Distribution & Dienstleistung Wer nicht kooperiert, verliert

28.04.2012

In einer Welt der schnellen Veränderungen, in der der Wettbewerb täglich härter wird, bieten Kooperationen für Unternehmen vielfältige neue Möglichkeiten. Doch die Gefahr, zu scheitern, ist deutlich größer als die Chance, Erfolg zu haben. Daher muss man genau bedenken, wie man den eigenen Mehrwert steigert und Fehler vermeidet.

Kooperationen können Großartiges vollbringen. Denn mehrere Partner stemmen gemeinsam weit mehr als es einem Einzelnen möglich ist. Eine der beeindruckendsten Kooperationen ist derzeit wohl Desertec. Diese Initiative will in einigen Jahren die Sonnenenergie der Wüste nach Europa liefern. Verschiedene Partner, darunter Siemens, die Deutsche Bank, Munich RE, E.ON und RWE investieren Milliarden. Das Projekt ist momentan dem Zeitplan bereits um drei Jahre voraus.

Doch wo Licht ist, ist bekanntlich auch Schatten: So manches Unternehmen in der Elektronikentwicklung weiß aus eigener Erfahrung, wie schmal der Grad ist zwischen der guten Absicht einer Kooperation und dem Gefühl, letzten Endes doch über den Tisch gezogen zu werden.

Die Gründe können sachlicher Art sein, wenn die Ausgangssituation und das Ziel falsch eingeschätzt und bewertet wurden. Doch das ist die Ausnahme. Weitaus häufiger liegen die Ursachen darin, dass das gemeinsame Projekt nicht lange genug Priorität A genießt, dass sich manche Partner im Lauf der Zeit ausgenutzt vorkommen oder dass die berühmte Chemie nicht mehr stimmt.

AUFGABE: Führen Sie den Lesetext über Kooperationen zwischen Unternehmen im Anschluss an seinen letzten Satz weiter.

AUSGELESENE EINTRÄGE:
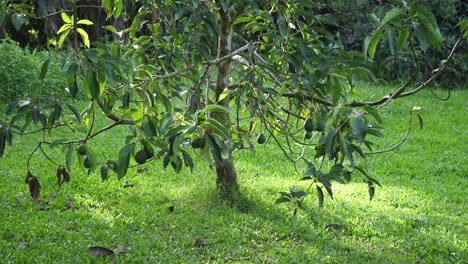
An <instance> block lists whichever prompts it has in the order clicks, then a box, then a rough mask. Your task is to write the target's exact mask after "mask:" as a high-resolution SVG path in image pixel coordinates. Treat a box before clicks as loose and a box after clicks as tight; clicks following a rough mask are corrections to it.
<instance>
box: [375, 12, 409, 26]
mask: <svg viewBox="0 0 468 264" xmlns="http://www.w3.org/2000/svg"><path fill="white" fill-rule="evenodd" d="M404 14H405V13H404V12H403V10H401V9H400V8H393V9H392V10H390V11H388V12H387V13H386V14H385V17H384V18H383V19H382V22H380V28H382V27H383V26H385V25H386V24H388V23H390V22H391V21H392V20H394V19H395V18H397V17H399V16H402V15H404Z"/></svg>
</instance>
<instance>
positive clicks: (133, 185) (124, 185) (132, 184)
mask: <svg viewBox="0 0 468 264" xmlns="http://www.w3.org/2000/svg"><path fill="white" fill-rule="evenodd" d="M122 187H123V188H129V187H135V184H134V183H133V182H131V183H126V184H124V185H123V186H122Z"/></svg>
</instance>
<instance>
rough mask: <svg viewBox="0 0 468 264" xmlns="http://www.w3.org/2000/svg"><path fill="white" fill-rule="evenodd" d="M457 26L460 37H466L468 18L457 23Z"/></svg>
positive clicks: (462, 37)
mask: <svg viewBox="0 0 468 264" xmlns="http://www.w3.org/2000/svg"><path fill="white" fill-rule="evenodd" d="M457 27H459V28H460V34H461V35H462V38H465V39H466V38H467V37H468V19H464V20H462V21H460V22H459V23H458V24H457Z"/></svg>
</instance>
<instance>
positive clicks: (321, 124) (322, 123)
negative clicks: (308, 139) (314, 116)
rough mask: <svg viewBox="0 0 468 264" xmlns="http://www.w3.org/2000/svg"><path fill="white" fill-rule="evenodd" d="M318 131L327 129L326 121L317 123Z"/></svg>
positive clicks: (317, 127)
mask: <svg viewBox="0 0 468 264" xmlns="http://www.w3.org/2000/svg"><path fill="white" fill-rule="evenodd" d="M317 131H318V132H323V131H325V121H323V120H320V122H319V123H318V124H317Z"/></svg>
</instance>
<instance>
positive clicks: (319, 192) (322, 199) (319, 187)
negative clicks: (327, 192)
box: [315, 185, 323, 208]
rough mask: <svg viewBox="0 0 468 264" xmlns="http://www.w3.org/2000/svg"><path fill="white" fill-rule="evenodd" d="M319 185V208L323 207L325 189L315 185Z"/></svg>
mask: <svg viewBox="0 0 468 264" xmlns="http://www.w3.org/2000/svg"><path fill="white" fill-rule="evenodd" d="M315 187H317V196H318V198H319V208H323V191H322V187H320V186H318V185H315Z"/></svg>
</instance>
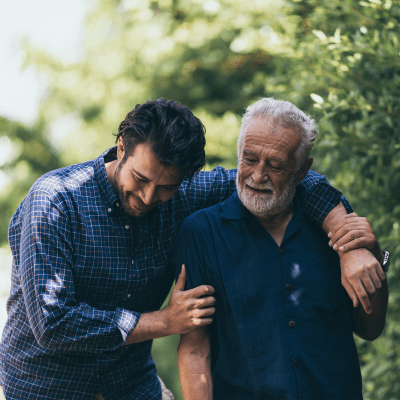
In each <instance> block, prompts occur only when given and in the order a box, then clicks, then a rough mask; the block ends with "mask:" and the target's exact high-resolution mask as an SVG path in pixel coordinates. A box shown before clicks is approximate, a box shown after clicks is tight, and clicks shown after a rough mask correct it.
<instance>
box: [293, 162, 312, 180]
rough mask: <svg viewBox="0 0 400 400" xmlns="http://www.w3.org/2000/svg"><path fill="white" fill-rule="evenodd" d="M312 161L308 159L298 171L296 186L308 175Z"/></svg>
mask: <svg viewBox="0 0 400 400" xmlns="http://www.w3.org/2000/svg"><path fill="white" fill-rule="evenodd" d="M313 161H314V159H313V158H312V157H310V158H309V159H308V160H307V161H306V162H305V163H304V164H303V166H302V167H301V168H300V169H299V172H298V173H297V182H296V185H298V184H299V183H300V182H301V181H302V180H303V179H304V178H305V176H306V175H307V174H308V171H309V170H310V168H311V165H312V163H313Z"/></svg>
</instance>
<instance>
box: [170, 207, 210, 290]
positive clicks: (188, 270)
mask: <svg viewBox="0 0 400 400" xmlns="http://www.w3.org/2000/svg"><path fill="white" fill-rule="evenodd" d="M201 224H202V221H201V220H200V219H198V218H196V215H192V216H190V217H188V218H187V219H186V220H185V221H184V222H183V224H182V226H181V228H180V230H179V233H178V236H177V238H176V240H175V245H174V250H173V254H172V264H173V265H174V268H175V277H176V279H178V276H179V274H180V272H181V270H182V264H185V271H186V287H185V289H186V290H188V289H193V288H195V287H197V286H201V285H212V286H213V279H212V273H211V270H210V268H209V266H210V265H211V263H210V261H209V260H208V257H209V256H210V253H209V252H208V251H206V248H205V246H203V241H202V237H203V236H202V235H201V234H199V233H198V232H197V228H198V227H199V225H201Z"/></svg>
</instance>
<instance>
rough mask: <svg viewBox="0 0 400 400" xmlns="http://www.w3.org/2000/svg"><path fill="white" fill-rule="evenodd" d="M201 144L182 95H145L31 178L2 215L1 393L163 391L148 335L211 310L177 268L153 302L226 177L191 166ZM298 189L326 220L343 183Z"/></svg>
mask: <svg viewBox="0 0 400 400" xmlns="http://www.w3.org/2000/svg"><path fill="white" fill-rule="evenodd" d="M204 145H205V139H204V129H203V126H202V124H201V122H200V121H199V120H198V119H197V118H196V117H194V116H193V114H192V113H191V111H190V110H189V109H188V108H186V107H184V106H182V105H179V104H177V103H175V102H173V101H166V100H161V99H160V100H156V101H149V102H146V103H144V104H141V105H137V106H136V107H135V109H134V110H132V111H131V112H130V113H129V114H128V115H127V116H126V118H125V120H124V121H123V122H122V123H121V125H120V127H119V132H118V135H117V147H116V148H112V149H109V150H107V151H106V152H104V153H103V154H102V155H100V156H99V157H98V158H97V159H95V160H92V161H89V162H85V163H82V164H78V165H73V166H70V167H66V168H62V169H60V170H56V171H52V172H49V173H47V174H45V175H44V176H43V177H41V178H40V179H39V180H38V181H37V182H36V183H35V184H34V185H33V187H32V188H31V190H30V192H29V194H28V195H27V197H26V198H25V200H24V201H23V202H22V203H21V205H20V206H19V207H18V209H17V211H16V213H15V215H14V216H13V218H12V220H11V223H10V228H9V241H10V246H11V250H12V253H13V266H12V269H13V270H12V287H11V293H10V297H9V300H8V302H7V309H8V321H7V324H6V326H5V328H4V331H3V338H2V344H1V356H0V360H1V364H0V369H1V380H0V384H1V385H2V386H3V388H4V393H5V396H6V398H7V400H13V399H22V398H35V399H60V398H62V399H74V400H81V399H82V400H93V398H94V397H95V395H96V396H97V397H96V398H102V397H103V398H104V399H113V400H117V399H147V400H148V399H159V398H160V397H161V387H160V382H159V379H158V377H157V373H156V367H155V364H154V362H153V359H152V357H151V352H150V349H151V344H152V339H154V338H157V337H162V336H168V335H172V334H176V333H186V332H189V331H190V330H192V329H194V328H196V327H199V326H204V325H207V324H210V323H211V321H212V320H211V315H212V313H213V309H212V306H213V305H214V304H215V299H214V298H213V296H212V294H213V293H214V289H213V288H212V287H210V286H209V285H203V286H200V287H198V288H194V289H193V290H189V291H184V285H185V273H184V272H182V274H181V275H180V277H179V279H178V282H177V285H176V287H175V289H174V291H173V293H172V296H171V300H170V302H169V304H168V306H167V307H166V308H164V309H163V310H161V311H159V308H160V306H161V305H162V303H163V301H164V300H165V297H166V296H167V294H168V292H169V290H170V287H171V284H172V282H173V279H174V269H173V268H172V266H171V264H170V257H171V252H172V245H173V242H174V239H175V237H176V234H177V232H178V230H179V227H180V225H181V224H182V222H183V220H184V219H185V218H186V217H187V216H189V215H190V214H191V213H193V212H195V211H197V210H199V209H202V208H206V207H210V206H212V205H213V204H216V203H219V202H221V201H223V200H224V199H226V198H228V197H229V196H230V195H231V194H232V193H233V192H234V191H235V178H236V171H235V170H230V171H228V170H224V169H223V168H216V169H215V170H214V171H212V172H199V173H197V172H198V171H199V170H200V169H202V167H203V166H204V164H205V154H204ZM299 192H300V197H301V199H302V202H303V204H304V207H305V208H306V209H307V210H308V214H307V215H308V217H309V218H311V219H313V220H315V221H316V222H318V223H319V224H321V223H322V222H323V221H324V219H325V221H324V224H326V227H327V228H326V229H327V231H328V230H329V223H328V222H327V221H334V220H335V218H332V215H333V214H332V213H335V212H337V210H338V207H336V209H334V207H335V206H336V205H337V204H338V203H339V201H340V199H341V196H340V192H338V191H337V190H336V189H334V188H332V187H331V186H329V184H328V183H327V181H326V180H325V178H324V177H321V176H320V175H318V174H316V173H314V172H310V174H308V176H307V177H306V178H305V180H304V181H303V182H302V183H301V184H300V186H299ZM342 200H343V201H344V202H345V204H347V203H346V201H345V199H342ZM347 207H348V208H349V206H348V205H347ZM331 210H333V211H331ZM335 210H336V211H335ZM343 210H344V209H342V211H340V207H339V213H340V212H343ZM330 211H331V213H330V215H329V216H328V218H327V219H326V216H327V214H328V213H329V212H330ZM364 268H365V265H364ZM353 269H354V266H352V265H350V264H347V267H346V266H345V267H344V271H347V272H349V273H350V272H351V271H352V270H353ZM363 271H364V270H363ZM344 276H346V273H344ZM360 276H361V275H360Z"/></svg>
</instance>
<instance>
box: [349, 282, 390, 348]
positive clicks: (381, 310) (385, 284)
mask: <svg viewBox="0 0 400 400" xmlns="http://www.w3.org/2000/svg"><path fill="white" fill-rule="evenodd" d="M388 298H389V289H388V284H387V280H384V281H383V282H382V287H381V288H380V289H379V290H377V291H376V292H375V293H374V294H373V295H370V296H369V300H370V303H371V308H372V312H371V313H370V314H367V313H366V312H365V311H364V309H363V307H362V306H361V305H359V306H358V307H357V308H354V309H353V317H354V333H355V334H356V335H357V336H359V337H361V338H362V339H364V340H370V341H371V340H375V339H376V338H378V337H379V335H380V334H381V333H382V331H383V328H384V327H385V321H386V310H387V304H388Z"/></svg>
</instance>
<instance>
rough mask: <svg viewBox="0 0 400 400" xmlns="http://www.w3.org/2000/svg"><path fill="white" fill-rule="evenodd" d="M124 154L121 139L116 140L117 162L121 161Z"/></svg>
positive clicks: (123, 144)
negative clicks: (117, 142)
mask: <svg viewBox="0 0 400 400" xmlns="http://www.w3.org/2000/svg"><path fill="white" fill-rule="evenodd" d="M124 153H125V147H124V144H123V142H122V137H119V138H118V145H117V158H118V161H121V160H122V157H123V156H124Z"/></svg>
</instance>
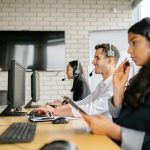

ANTWORTFELD:
Netzwerke mit Gestaltungsauftrag

Eine zündende Idee, bei der der Funke überspringt, steht häufig am Anfang einer Kooperation. Im Überschwang der Idee gilt es dann allerdings ganz analytisch vorzugehen. Und um das Scheitern frühzeitig zu vermeiden, empfiehlt es sich, in fünf existenziellen Punkten Klarheit zu schaffen.

(1) Die Ausrichtung auf ein konkretes Ziel, das dem Einzelnen allein nicht möglich ist.

(2) Die verbindliche Übereinkunft aller Beteiligten, mit welchen Leistungen sie mitwirken.

(3) Einen Fahrplan für die Kooperation, nachdem das vorrangige Ziel erreicht ist.

(4) Ein Ausstiegsszenario für Kooperationspartner, die ihren Verpflichtungen nicht nachkommen.

(5) Ein Einstiegsszenario für neue Partner.

So werden von Anfang an die Weichen richtig gestellt.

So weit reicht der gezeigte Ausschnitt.